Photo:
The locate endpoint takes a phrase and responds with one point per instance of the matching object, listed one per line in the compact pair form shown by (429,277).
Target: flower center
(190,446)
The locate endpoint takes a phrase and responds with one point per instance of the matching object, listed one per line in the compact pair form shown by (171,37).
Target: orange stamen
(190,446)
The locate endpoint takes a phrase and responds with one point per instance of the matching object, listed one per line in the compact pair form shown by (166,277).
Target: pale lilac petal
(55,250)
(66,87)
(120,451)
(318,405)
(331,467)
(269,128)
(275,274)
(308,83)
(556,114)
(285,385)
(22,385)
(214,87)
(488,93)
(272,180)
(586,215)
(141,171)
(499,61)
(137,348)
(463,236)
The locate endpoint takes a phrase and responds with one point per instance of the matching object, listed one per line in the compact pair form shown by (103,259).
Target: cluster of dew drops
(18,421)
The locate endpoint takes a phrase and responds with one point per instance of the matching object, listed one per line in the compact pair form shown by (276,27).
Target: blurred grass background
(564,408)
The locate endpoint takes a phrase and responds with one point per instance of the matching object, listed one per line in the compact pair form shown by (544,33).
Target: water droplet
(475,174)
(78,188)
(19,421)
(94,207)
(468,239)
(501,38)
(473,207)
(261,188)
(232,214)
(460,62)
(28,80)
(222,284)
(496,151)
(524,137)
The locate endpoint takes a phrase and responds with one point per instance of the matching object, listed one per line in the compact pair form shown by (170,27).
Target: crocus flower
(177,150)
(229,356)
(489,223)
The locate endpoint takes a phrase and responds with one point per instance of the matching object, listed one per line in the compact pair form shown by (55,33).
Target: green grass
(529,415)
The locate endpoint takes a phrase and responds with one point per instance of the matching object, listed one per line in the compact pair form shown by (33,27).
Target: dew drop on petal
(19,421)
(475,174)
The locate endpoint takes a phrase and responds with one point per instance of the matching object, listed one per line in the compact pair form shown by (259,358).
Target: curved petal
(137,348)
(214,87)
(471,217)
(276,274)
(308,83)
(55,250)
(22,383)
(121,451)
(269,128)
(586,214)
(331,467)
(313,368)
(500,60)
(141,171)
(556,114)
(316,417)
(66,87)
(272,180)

+ + +

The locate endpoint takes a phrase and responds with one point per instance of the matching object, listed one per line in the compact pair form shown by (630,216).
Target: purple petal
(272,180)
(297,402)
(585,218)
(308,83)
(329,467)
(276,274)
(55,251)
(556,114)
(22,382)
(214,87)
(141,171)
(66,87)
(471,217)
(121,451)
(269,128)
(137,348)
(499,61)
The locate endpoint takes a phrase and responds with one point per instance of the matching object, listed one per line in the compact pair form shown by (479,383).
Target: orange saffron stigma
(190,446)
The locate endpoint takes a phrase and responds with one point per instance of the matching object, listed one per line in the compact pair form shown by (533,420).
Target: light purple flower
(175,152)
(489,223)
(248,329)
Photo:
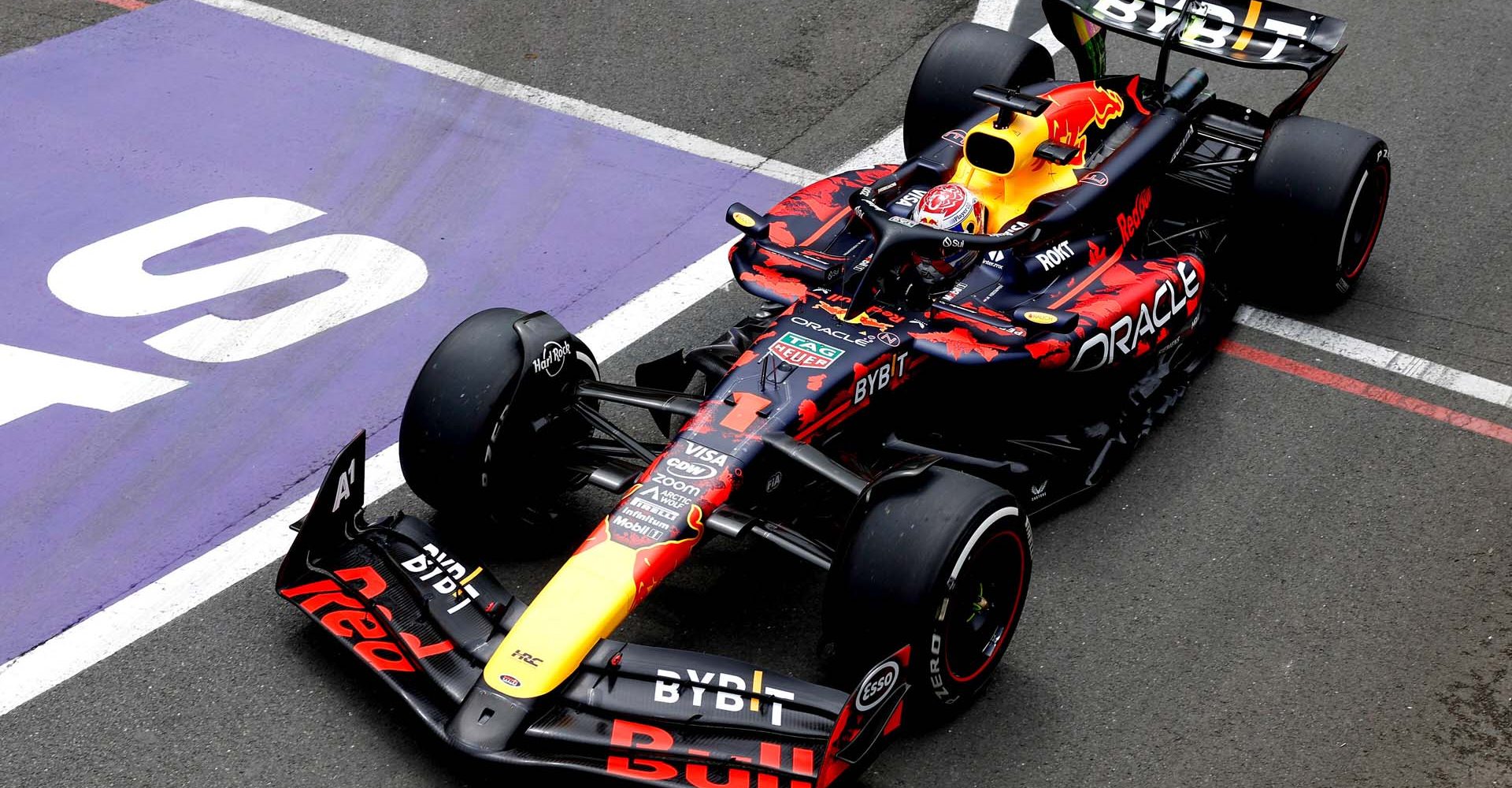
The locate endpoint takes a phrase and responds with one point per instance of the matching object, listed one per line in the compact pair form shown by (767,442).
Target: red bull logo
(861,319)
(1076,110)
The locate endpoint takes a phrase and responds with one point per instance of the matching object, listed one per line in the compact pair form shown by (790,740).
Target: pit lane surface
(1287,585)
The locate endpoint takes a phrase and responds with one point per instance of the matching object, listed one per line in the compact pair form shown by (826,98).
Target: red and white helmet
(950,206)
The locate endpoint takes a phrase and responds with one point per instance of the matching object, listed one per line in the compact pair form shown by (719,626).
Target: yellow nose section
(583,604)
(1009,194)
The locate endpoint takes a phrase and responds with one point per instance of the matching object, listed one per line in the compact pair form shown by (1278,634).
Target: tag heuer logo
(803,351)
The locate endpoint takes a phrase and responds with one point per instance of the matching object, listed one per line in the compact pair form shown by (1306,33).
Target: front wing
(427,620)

+ + +

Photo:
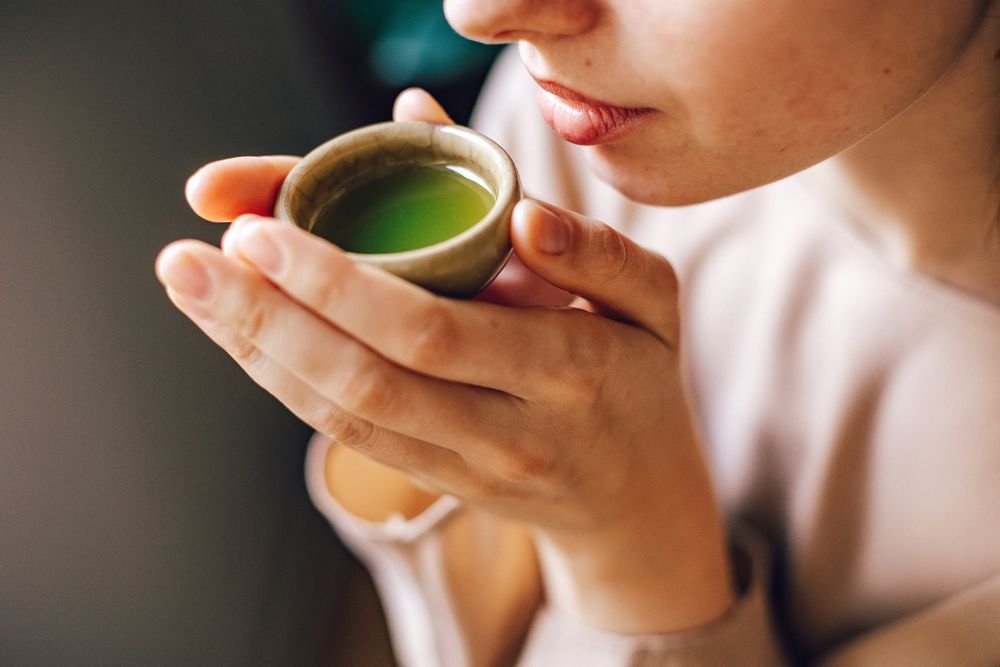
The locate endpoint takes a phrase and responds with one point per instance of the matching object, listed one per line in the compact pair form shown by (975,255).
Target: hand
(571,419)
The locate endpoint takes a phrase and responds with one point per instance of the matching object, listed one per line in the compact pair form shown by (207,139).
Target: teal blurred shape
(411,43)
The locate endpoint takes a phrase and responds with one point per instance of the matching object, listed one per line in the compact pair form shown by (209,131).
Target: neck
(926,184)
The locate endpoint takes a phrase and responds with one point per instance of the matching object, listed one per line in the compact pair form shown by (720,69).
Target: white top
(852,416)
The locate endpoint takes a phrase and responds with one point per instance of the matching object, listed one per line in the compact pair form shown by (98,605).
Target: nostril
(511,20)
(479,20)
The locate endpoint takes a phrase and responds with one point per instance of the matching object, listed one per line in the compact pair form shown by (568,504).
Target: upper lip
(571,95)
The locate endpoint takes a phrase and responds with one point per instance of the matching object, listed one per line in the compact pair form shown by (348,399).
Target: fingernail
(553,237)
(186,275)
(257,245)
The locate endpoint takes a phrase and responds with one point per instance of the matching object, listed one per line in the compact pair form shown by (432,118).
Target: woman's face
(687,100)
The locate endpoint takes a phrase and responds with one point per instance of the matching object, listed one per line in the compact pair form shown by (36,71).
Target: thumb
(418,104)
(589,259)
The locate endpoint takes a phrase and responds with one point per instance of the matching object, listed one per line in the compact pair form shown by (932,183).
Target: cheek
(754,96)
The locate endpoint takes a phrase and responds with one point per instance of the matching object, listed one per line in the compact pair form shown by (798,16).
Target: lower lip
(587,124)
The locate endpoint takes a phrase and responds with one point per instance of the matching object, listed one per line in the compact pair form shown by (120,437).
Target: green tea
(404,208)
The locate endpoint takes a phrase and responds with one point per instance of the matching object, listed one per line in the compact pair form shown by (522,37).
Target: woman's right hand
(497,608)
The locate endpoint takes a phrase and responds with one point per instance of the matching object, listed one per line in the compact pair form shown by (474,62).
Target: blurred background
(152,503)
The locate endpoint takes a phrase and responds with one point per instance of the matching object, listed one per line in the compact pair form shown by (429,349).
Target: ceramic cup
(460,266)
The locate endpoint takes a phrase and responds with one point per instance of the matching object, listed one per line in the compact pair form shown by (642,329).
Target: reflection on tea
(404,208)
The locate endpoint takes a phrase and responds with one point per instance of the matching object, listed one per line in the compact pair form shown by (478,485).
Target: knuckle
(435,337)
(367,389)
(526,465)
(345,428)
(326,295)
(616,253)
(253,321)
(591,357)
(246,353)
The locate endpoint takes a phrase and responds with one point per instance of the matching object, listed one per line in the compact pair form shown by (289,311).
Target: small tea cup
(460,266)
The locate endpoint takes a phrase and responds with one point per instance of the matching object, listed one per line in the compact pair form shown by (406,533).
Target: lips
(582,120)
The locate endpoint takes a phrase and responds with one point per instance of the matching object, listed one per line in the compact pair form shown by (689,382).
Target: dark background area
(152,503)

+ + +

• [Tâche à réaliser] Repérez dans les données ci-dessus chaque ligne qui contient le mot « hand » et recopiez-la. La casse compte.

• [Résultat attendu]
Target: hand
Target: woman's right hand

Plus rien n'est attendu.